Rewrite the listing below from its start through the line containing "x=418 y=133", keeping the requests, and multiply every coordinate in the answers by 1.4. Round each result to a whole number, rounding halves up.

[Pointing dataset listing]
********************
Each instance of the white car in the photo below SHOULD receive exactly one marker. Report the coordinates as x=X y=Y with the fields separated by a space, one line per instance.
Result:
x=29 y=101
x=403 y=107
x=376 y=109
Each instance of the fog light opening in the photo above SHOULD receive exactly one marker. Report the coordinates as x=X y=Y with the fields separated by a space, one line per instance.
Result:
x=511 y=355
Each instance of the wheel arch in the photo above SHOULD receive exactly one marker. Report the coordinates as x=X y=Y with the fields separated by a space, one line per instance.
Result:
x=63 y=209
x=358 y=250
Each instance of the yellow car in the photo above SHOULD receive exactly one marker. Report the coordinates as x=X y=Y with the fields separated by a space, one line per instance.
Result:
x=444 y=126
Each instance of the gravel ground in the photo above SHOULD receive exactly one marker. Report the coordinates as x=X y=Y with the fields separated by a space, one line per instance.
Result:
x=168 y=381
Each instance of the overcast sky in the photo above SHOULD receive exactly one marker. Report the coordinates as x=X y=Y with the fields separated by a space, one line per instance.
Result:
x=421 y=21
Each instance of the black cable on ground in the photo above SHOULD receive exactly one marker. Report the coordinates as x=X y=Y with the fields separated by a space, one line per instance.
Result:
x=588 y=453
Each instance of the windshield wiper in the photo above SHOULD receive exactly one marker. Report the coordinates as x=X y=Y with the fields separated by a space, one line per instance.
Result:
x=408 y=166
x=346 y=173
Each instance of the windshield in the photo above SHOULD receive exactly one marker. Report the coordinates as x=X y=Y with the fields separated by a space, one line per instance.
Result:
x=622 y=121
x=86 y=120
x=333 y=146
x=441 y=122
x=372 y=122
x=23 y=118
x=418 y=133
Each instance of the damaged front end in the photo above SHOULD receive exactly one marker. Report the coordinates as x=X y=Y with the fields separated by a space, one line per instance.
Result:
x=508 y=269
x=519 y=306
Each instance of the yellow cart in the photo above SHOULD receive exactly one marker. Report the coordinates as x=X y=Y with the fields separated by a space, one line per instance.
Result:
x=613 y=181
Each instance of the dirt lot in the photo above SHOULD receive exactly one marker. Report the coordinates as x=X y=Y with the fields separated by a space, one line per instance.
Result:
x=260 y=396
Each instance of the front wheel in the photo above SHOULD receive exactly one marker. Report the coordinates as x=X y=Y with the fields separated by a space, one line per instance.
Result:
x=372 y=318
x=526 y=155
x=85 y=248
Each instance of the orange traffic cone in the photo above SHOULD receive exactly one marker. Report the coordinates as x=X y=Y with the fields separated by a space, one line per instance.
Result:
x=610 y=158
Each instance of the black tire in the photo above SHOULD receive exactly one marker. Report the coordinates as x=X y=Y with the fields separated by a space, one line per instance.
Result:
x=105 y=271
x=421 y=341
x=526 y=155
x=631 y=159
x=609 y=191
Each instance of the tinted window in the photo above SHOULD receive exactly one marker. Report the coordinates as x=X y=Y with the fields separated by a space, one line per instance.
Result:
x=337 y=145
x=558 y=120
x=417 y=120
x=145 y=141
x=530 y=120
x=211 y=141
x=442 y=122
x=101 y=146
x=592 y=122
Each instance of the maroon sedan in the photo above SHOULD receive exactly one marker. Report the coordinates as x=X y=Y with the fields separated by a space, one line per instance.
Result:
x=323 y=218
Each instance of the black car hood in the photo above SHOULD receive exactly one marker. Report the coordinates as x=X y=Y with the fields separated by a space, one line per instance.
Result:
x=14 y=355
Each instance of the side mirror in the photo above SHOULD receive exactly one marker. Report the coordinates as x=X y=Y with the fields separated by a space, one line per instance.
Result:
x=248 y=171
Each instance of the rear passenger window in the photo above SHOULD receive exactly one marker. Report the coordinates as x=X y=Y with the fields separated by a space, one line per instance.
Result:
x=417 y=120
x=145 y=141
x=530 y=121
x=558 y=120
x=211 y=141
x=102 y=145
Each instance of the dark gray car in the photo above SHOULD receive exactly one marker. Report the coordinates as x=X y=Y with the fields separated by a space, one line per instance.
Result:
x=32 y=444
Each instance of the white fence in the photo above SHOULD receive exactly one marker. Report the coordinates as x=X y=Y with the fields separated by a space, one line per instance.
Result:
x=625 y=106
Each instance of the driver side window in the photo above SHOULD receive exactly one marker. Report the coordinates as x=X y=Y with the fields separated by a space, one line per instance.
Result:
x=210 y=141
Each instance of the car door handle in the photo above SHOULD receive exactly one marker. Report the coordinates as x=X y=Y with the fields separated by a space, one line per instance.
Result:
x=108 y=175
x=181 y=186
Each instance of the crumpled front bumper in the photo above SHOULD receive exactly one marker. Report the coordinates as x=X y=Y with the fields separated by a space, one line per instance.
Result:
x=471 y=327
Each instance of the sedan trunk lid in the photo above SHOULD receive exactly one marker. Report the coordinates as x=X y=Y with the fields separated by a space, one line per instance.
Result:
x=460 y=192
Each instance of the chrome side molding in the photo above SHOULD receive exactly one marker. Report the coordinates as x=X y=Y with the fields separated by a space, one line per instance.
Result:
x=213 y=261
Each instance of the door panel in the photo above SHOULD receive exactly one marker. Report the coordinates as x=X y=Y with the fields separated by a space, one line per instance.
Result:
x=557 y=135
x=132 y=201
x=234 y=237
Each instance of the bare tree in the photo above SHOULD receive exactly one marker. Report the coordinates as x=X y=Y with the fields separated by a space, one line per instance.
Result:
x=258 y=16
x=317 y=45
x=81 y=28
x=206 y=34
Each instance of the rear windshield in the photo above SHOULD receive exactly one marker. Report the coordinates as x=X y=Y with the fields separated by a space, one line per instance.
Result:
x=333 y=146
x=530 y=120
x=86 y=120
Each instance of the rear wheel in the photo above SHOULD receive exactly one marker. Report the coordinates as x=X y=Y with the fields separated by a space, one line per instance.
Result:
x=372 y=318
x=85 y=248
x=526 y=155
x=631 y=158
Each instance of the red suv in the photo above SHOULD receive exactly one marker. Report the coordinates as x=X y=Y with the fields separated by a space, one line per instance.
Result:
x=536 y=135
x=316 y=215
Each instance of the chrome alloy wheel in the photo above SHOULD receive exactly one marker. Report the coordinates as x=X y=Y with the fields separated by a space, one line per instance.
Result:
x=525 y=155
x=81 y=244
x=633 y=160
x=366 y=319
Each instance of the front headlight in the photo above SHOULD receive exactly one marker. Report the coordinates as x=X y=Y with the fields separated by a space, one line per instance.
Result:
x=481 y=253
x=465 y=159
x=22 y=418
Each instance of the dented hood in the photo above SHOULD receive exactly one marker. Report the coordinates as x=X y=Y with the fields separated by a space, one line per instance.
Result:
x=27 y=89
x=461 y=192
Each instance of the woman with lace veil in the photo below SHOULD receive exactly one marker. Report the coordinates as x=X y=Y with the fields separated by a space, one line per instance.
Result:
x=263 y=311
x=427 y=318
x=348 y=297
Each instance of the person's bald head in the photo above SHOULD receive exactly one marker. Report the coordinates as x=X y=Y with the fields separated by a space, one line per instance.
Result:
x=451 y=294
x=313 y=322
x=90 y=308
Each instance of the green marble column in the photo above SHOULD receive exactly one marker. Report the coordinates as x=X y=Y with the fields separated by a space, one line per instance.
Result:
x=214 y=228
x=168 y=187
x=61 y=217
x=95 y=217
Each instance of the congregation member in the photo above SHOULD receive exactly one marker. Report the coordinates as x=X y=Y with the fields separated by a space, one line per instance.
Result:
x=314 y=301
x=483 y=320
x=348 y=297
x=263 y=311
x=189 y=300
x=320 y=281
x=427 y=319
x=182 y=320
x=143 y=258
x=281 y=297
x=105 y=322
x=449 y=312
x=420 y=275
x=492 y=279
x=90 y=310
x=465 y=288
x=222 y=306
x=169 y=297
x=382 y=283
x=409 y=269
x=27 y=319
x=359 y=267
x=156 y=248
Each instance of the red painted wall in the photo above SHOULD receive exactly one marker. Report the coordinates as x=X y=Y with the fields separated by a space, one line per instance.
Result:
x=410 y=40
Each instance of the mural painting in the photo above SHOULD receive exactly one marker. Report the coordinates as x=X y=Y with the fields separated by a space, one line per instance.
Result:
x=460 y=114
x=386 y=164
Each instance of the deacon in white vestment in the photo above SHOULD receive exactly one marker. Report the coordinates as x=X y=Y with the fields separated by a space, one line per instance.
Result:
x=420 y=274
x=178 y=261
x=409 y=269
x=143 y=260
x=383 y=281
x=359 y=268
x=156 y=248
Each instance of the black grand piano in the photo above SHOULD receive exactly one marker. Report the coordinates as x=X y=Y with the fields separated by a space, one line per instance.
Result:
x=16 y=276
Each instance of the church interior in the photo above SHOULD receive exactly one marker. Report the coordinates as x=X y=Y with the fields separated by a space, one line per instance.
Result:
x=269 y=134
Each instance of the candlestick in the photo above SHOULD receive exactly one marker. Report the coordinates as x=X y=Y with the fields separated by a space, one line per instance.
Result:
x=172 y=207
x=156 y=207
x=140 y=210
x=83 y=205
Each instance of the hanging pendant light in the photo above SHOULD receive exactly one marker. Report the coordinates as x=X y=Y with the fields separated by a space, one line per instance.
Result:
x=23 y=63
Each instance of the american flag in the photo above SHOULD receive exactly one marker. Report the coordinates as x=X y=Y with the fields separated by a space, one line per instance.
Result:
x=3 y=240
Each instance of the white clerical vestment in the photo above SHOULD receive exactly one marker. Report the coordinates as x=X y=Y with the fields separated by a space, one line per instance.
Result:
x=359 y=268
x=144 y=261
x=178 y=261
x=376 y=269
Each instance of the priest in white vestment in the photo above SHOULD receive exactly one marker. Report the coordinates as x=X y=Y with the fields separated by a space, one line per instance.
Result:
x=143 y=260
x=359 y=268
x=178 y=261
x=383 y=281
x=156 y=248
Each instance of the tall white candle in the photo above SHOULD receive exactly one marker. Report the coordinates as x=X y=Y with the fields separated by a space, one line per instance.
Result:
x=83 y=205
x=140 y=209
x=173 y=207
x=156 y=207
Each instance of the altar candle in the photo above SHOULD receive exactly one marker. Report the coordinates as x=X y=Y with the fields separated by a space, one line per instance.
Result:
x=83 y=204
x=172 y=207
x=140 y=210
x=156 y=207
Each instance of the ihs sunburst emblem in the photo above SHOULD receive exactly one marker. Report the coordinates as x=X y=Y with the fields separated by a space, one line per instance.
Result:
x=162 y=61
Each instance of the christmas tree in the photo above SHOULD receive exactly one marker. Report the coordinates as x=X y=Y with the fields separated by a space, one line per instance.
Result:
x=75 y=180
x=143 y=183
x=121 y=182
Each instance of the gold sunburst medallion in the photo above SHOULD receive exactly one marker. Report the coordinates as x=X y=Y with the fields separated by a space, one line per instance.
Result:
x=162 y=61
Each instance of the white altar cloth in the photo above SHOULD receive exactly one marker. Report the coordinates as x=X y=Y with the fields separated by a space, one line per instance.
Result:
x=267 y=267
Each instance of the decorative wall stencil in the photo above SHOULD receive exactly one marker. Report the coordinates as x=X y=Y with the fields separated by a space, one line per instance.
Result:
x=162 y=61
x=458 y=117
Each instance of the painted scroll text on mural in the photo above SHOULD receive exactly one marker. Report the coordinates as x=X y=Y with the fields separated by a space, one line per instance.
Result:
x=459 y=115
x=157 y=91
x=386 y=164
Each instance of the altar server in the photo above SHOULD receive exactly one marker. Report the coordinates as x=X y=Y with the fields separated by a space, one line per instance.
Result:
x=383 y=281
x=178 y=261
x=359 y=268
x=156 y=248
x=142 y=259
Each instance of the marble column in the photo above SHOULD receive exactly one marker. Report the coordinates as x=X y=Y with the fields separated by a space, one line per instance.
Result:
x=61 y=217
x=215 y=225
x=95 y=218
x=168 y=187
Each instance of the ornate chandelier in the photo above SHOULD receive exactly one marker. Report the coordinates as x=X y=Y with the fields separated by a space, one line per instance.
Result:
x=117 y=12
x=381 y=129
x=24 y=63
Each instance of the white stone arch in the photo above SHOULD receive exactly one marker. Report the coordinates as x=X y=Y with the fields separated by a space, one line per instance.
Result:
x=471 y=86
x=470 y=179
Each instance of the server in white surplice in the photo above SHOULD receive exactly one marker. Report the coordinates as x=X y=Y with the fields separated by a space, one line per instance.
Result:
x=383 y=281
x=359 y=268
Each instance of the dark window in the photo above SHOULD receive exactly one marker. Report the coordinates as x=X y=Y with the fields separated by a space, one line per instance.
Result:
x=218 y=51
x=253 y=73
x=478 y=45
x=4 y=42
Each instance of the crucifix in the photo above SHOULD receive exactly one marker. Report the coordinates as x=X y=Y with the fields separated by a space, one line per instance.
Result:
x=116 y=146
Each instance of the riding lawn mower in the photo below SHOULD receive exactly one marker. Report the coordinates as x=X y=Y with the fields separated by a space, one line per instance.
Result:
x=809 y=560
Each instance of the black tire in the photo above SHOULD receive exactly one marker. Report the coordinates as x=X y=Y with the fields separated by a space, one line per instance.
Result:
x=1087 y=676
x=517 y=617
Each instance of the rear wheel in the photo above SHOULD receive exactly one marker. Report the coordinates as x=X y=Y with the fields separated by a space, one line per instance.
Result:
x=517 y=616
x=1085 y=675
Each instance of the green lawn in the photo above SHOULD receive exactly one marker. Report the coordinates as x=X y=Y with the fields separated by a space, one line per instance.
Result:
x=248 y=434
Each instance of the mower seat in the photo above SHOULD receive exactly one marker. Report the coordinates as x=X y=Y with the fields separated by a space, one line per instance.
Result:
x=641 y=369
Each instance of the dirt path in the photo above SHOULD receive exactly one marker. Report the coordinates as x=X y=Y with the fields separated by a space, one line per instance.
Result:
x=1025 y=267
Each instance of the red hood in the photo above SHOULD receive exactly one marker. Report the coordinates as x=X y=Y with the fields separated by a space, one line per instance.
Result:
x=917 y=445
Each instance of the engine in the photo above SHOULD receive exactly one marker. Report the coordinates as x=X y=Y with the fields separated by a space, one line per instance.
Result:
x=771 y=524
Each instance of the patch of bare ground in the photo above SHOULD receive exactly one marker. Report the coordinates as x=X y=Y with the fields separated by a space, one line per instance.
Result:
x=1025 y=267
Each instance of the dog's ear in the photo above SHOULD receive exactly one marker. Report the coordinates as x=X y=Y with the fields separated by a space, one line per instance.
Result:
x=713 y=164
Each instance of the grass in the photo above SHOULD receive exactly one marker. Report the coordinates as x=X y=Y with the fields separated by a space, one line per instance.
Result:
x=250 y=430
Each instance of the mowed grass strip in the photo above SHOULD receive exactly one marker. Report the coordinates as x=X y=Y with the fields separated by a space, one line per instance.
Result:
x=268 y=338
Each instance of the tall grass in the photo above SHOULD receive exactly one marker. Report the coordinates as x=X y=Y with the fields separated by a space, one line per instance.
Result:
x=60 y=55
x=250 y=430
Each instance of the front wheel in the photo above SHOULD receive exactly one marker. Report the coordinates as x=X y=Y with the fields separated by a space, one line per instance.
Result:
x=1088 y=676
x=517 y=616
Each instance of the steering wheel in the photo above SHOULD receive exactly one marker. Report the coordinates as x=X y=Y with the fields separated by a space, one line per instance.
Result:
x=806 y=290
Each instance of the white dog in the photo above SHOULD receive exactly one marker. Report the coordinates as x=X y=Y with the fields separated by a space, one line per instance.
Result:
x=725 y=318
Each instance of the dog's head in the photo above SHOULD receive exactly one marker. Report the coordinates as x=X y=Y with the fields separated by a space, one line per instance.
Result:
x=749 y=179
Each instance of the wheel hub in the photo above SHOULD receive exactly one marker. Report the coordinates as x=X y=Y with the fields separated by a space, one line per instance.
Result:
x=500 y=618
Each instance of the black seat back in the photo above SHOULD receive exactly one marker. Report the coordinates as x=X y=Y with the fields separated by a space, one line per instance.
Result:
********************
# [EXPECTED ANSWER]
Each instance of the white car in the photo below SHOULD receive exactly one marker. Report the coordinates as x=X y=Y with the fields separated by a space, one line per instance.
Result:
x=41 y=141
x=564 y=150
x=526 y=153
Each instance of the fog light opening in the photo above SHOULD receive exactly one marker. Report the coordinates as x=X y=Y with the fields separated by a space, one line per instance.
Result:
x=715 y=497
Each instance of the wheel arch in the photo above SHOULD receive exactly one marker. Report the coordinates as x=X y=Y with the fields separated by a space, one line per instance.
Result:
x=88 y=293
x=501 y=350
Each instance of the yellow car in the photo above SHOULD receive exactly one marker. Report the coordinates as x=X y=Y with the fields separated by a space, one line per instance.
Result:
x=622 y=176
Each instance of the gravel ground in the photo above SHOULD receive exactly one marker. Report the coordinates as x=X y=Y with the fields separated by a space, one line per instance.
Result:
x=235 y=533
Each instance of the overcast sky in the photo above SHOULD receive exactly one marker. Report the coordinates as x=X y=Y with the fields separated by a space, one line per instance.
Result:
x=589 y=29
Each instance of the black cable on ground in the photo above SHOULD receive exactly one marker. Report the coordinates as x=X y=Y with the fields separated by a space, one line per instance.
Result:
x=823 y=634
Each instance of the windshield wiper in the photo above SHOULD receive exactly one marker. Report the coordinates as x=X y=Y with the fields separated by a space, one line per instance.
Result:
x=571 y=232
x=484 y=242
Each instance of the windshield in the photo above SHOULD receive exactly one marker. Report the coordinates as x=X y=Y with the fields separated by a space, one line per instance.
Result:
x=871 y=169
x=120 y=168
x=466 y=204
x=617 y=171
x=521 y=171
x=32 y=165
x=585 y=186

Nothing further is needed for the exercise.